WORK TO BE COMPLETED: In the Zig ArrayList post, switch "StackOverflow" to "Stack Overflow" and write out the passage starting at "I have checked" and ending at "dev, after all.".

PASSAGE PROVIDED:
»»
Am I using ArrayLists wrong in Zig when performing simple variable assignment changes function behaviour? - zig

I have been doing Advent of Code this year, to learn Zig, and I discovered something during Day 5 that really confused me. So: mild spoilers for Day 5 of Advent of Code 2022, I guess?
I decided to implement my solution to Day 5 as an ArrayList of ArrayLists of U8s, which has ended up working well. My full solution file is here (probably terribly un-idiomatic Zig, but we all have to start somewhere).
As part of my solution, I have a function, which I call moveCrates, on a struct which wraps my arraylist of arraylists.
The relevant part of the struct declaration looks as so:
const BunchOfStacks = struct {
stacks: ArrayList(ArrayList(u8)),
...
This function is here, and looks like this:
fn moveCrates(self: *BunchOfStacks, amount: usize, source: usize, dest: usize) !void {
const source_height = self.stacks.items[source - 1].items.len;
const crate_slice = self.stacks.items[source - 1].items[(source_height - amount)..];
try self.stacks.items[dest - 1].appendSlice(crate_slice);
self.stacks.items[source - 1].shrinkRetainingCapacity(source_height - amount);
}
You can note that I refer 3 times to the source list by the very verbose reference self.stacks.items[source - 1]. This is not how I first wrote this function. I first wrote it like below:
fn moveCrates(self: *BunchOfStacks, amount: usize, source: usize, dest: usize) !void {
var source_list: ArrayList(u8) = self.stacks.items[source - 1];
const source_height = source_list.items.len;
const crate_slice = source_list.items[(source_height - amount)..];
try self.stacks.items[dest - 1].appendSlice(crate_slice);
source_list.shrinkRetainingCapacity(source_height - amount);
}
But this second form, where I make a local variable for my convenience, DOES NOT GIVE THE CORRECT RESULTS! It compiles fine, but seems to always point source_list to the same internal ArrayList(u8) (whichever one it first picks) regardless of what the value of source is. This means that the test example produces incorrect output.
This function is called within a loop, like so:
while (instructions.next()) |_| {
// First part is the verb, this is always "move" so skip it
// Get the amount next
const amount: usize = try std.fmt.parseInt(usize, instructions.next().?, 10);
// now skip _from_
_ = instructions.next();
// Now get source
const source: usize = try std.fmt.parseInt(usize, instructions.next().?, 10);
// Now skip _to_
_ = instructions.next();
// Now get dest
const dest: usize = try std.fmt.parseInt(usize, instructions.next().?, 10);
var crates_moved: usize = 0;
while (crates_moved < amount) : (crates_moved += 1) {
try stacks_part1.moveCrates(1, source, dest);
}
try stacks_part2.moveCrates(amount, source, dest);
}
Ultimately, as you can see, I have just avoided making variable assignments in the function and this passes the test (and the puzzle).
I have checked for issues in the zig repo that might be related, and cannot find anything immediately obvious (search used is this). I've looked on StackOverflow, and found this question, which does have some similarity to my issue (pointers seem a bit whack in while loops), but it's not the same.
I've scoured the zig documentation on loops and assignment, on the site, but don't see anything calling out this behaviour specifically.
I'm assuming I've either completely misunderstood something (or missed something that isn't well documented), or this is a bug — the language is under heavy active dev, after all.
««
ENTRIES SHOWN:
»»
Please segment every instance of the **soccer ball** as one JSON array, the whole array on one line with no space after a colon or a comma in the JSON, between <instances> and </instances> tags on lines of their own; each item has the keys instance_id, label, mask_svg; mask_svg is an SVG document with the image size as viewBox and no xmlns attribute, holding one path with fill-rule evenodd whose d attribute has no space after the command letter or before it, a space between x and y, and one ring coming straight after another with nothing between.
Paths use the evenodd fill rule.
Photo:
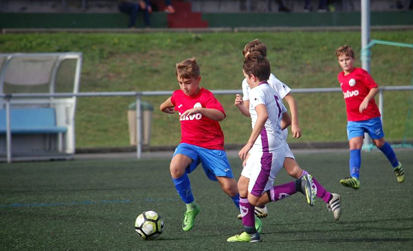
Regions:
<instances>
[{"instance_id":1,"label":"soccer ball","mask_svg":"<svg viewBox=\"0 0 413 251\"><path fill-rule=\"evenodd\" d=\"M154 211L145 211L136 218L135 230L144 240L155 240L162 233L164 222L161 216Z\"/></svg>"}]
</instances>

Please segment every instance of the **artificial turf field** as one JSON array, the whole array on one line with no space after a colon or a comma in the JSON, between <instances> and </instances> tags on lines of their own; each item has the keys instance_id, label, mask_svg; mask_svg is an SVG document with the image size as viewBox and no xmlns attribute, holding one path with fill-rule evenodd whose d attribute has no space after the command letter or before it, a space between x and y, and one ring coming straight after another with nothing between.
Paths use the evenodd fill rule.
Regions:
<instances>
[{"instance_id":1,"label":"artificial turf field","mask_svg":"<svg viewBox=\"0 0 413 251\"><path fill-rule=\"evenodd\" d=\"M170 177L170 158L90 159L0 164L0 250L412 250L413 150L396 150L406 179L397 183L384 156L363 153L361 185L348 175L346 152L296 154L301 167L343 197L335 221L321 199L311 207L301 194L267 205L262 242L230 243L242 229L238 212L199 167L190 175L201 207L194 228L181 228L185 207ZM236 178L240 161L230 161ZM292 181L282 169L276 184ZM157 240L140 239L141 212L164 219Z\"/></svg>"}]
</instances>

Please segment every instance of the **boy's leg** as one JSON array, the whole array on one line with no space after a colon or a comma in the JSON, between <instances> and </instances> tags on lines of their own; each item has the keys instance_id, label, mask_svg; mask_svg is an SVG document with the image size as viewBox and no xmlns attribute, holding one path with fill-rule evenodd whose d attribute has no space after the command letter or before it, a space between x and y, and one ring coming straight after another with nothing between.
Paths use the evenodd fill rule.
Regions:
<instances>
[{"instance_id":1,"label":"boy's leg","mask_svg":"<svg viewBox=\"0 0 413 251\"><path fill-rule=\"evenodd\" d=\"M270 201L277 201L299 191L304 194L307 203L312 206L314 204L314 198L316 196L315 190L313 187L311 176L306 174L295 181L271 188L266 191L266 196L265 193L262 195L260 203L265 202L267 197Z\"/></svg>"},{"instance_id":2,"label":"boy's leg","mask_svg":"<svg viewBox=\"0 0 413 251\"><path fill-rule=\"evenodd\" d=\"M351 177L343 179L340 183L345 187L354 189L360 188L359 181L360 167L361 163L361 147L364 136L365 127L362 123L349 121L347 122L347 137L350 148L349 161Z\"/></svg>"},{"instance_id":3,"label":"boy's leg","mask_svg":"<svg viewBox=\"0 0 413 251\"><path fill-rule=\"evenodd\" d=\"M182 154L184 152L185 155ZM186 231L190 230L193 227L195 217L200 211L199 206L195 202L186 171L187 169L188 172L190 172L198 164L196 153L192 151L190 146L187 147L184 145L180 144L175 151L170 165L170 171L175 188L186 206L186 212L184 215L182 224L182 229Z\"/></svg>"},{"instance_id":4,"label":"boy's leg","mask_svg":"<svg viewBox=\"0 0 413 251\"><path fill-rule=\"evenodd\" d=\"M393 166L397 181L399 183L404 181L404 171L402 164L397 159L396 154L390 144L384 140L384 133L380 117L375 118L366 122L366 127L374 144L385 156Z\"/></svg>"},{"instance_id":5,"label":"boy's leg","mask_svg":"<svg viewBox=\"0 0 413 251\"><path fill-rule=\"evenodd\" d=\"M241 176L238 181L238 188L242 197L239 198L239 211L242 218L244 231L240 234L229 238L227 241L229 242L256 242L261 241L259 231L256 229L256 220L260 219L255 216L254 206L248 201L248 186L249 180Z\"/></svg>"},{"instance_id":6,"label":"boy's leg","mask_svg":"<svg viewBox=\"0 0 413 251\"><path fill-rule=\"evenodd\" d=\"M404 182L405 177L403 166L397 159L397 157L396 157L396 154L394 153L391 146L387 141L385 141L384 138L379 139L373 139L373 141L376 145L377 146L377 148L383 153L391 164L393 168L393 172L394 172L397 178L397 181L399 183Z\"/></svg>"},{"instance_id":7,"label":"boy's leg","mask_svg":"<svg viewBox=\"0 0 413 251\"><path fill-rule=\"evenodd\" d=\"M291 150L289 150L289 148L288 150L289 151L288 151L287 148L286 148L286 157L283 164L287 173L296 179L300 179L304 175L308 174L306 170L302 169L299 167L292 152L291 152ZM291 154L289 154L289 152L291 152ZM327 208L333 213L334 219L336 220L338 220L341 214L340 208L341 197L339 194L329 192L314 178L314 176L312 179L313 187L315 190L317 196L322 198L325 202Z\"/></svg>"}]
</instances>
««
»»
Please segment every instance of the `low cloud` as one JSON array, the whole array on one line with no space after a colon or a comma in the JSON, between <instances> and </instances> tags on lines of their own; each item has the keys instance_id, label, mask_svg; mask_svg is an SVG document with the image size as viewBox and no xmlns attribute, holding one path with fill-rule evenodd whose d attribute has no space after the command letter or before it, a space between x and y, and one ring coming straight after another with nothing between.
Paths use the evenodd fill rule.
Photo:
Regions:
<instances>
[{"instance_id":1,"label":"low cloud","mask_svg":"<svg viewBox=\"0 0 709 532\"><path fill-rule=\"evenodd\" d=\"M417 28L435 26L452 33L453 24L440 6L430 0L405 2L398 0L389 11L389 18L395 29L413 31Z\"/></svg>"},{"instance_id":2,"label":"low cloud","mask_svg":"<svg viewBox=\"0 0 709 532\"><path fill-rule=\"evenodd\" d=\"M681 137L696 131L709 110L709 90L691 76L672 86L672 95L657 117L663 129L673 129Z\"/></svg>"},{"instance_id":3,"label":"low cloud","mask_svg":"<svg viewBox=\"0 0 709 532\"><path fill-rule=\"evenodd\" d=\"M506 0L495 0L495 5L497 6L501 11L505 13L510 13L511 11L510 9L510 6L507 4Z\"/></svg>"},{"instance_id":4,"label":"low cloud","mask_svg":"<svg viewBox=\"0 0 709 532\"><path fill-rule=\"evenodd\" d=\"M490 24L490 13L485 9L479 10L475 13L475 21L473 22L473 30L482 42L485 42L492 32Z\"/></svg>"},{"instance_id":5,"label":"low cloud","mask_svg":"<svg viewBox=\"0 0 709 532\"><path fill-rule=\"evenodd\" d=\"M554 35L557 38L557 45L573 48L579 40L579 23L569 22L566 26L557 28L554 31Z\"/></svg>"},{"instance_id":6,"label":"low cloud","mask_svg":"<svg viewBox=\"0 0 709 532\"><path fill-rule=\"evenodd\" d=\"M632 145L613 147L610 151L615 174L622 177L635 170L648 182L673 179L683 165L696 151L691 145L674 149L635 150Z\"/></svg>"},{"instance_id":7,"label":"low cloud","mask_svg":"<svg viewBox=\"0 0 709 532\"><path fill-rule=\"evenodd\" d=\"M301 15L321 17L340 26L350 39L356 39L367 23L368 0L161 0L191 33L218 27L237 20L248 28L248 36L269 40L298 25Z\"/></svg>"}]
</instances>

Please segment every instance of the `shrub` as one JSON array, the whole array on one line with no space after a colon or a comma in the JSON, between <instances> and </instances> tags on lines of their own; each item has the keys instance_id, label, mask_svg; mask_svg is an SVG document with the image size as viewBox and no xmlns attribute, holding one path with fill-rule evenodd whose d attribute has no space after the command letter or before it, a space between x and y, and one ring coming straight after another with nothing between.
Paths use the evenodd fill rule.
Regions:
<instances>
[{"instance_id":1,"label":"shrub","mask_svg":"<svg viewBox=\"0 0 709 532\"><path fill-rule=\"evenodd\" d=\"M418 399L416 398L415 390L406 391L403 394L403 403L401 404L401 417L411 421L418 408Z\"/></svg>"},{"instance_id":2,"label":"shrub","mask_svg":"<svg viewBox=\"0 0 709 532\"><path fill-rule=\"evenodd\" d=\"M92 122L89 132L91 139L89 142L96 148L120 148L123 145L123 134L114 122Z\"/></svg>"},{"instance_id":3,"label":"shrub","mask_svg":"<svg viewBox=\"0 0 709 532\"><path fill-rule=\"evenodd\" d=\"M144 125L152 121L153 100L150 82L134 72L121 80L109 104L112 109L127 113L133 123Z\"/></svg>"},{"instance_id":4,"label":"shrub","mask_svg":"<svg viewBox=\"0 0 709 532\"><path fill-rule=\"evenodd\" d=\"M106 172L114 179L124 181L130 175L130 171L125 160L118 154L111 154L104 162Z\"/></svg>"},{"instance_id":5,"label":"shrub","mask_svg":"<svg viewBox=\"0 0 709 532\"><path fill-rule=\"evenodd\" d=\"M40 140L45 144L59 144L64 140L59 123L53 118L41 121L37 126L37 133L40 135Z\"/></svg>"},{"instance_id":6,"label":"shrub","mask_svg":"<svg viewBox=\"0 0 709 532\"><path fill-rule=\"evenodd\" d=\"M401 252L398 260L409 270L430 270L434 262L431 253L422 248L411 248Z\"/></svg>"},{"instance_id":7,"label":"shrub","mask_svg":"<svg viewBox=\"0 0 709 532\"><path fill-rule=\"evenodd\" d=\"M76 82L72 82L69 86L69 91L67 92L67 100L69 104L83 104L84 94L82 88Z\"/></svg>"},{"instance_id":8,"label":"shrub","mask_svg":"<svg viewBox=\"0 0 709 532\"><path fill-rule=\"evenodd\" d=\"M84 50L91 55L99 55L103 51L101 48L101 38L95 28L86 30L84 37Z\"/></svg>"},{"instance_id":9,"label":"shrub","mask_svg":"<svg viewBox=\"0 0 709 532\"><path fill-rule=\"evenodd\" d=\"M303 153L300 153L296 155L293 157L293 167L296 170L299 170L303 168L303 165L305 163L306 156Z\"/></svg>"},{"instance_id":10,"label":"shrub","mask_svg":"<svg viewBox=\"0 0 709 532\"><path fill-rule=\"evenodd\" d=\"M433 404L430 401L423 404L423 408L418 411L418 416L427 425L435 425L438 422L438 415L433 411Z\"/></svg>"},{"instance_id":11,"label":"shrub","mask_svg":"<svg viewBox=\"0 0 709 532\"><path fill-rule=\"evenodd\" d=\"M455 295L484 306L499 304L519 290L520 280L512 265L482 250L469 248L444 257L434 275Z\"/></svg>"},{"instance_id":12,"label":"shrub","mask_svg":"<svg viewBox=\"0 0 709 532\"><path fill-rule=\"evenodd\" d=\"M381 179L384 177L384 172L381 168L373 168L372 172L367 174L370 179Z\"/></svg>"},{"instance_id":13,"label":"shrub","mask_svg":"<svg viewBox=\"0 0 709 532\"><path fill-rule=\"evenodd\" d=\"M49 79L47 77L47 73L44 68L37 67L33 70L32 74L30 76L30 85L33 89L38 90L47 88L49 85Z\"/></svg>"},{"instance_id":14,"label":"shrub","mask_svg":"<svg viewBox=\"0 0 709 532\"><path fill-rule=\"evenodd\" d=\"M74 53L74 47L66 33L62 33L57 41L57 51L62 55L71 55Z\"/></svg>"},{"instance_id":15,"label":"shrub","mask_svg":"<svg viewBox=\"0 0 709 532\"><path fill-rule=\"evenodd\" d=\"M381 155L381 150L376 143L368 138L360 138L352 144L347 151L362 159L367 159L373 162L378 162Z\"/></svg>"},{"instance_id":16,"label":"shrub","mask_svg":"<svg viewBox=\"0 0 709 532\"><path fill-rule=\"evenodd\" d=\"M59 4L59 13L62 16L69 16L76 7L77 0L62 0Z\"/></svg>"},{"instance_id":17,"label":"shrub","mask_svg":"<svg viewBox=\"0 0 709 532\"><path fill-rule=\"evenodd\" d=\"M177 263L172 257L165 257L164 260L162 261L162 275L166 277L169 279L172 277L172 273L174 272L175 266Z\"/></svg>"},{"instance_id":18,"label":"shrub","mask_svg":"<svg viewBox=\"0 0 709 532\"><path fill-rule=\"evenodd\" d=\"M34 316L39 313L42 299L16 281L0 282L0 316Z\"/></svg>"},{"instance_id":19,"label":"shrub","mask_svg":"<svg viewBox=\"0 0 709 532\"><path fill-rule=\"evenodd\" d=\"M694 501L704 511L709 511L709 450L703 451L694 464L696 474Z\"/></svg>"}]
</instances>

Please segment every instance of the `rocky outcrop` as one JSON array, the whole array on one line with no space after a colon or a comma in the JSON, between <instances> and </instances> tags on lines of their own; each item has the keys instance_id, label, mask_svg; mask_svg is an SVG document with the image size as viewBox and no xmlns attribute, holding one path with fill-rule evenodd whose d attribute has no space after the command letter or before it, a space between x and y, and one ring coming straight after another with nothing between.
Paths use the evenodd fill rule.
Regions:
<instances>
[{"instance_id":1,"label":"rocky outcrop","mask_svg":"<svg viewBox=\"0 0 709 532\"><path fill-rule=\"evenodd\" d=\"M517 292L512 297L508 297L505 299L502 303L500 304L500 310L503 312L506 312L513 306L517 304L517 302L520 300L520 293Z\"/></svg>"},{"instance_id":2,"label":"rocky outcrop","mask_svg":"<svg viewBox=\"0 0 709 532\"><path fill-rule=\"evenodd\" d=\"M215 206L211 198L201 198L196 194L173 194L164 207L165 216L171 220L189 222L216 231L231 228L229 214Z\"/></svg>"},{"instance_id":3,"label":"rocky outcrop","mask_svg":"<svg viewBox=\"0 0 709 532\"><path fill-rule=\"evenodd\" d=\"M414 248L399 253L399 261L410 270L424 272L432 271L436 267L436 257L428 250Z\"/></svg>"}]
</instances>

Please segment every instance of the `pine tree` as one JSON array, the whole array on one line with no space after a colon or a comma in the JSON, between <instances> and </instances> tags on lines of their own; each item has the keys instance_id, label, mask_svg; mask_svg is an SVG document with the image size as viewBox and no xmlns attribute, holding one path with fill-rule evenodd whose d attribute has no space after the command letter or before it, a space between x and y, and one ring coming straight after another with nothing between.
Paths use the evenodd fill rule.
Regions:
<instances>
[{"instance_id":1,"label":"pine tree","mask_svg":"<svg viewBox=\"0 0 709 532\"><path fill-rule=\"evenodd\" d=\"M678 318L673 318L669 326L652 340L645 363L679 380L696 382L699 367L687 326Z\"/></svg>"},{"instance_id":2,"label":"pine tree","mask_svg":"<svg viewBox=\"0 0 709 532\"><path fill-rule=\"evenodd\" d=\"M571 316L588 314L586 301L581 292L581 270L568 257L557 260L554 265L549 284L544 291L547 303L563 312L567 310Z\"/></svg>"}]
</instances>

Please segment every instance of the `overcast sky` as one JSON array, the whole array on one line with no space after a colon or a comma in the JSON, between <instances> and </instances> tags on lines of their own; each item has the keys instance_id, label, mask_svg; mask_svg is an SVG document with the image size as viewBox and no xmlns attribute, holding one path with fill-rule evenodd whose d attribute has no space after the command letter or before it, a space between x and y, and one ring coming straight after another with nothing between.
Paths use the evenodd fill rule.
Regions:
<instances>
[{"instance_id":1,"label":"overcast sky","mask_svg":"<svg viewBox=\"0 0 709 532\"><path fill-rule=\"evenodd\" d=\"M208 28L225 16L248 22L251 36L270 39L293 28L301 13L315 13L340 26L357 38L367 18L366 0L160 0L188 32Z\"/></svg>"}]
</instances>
««
EXPECTED ANSWER:
I have checked for issues in the zig repo that might be related, and cannot find anything immediately obvious (search used is this). I've looked on Stack Overflow, and found this question, which does have some similarity to my issue (pointers seem a bit whack in while loops), but it's not the same.
I've scoured the zig documentation on loops and assignment, on the site, but don't see anything calling out this behaviour specifically.
I'm assuming I've either completely misunderstood something (or missed something that isn't well documented), or this is a bug — the language is under heavy active dev, after all.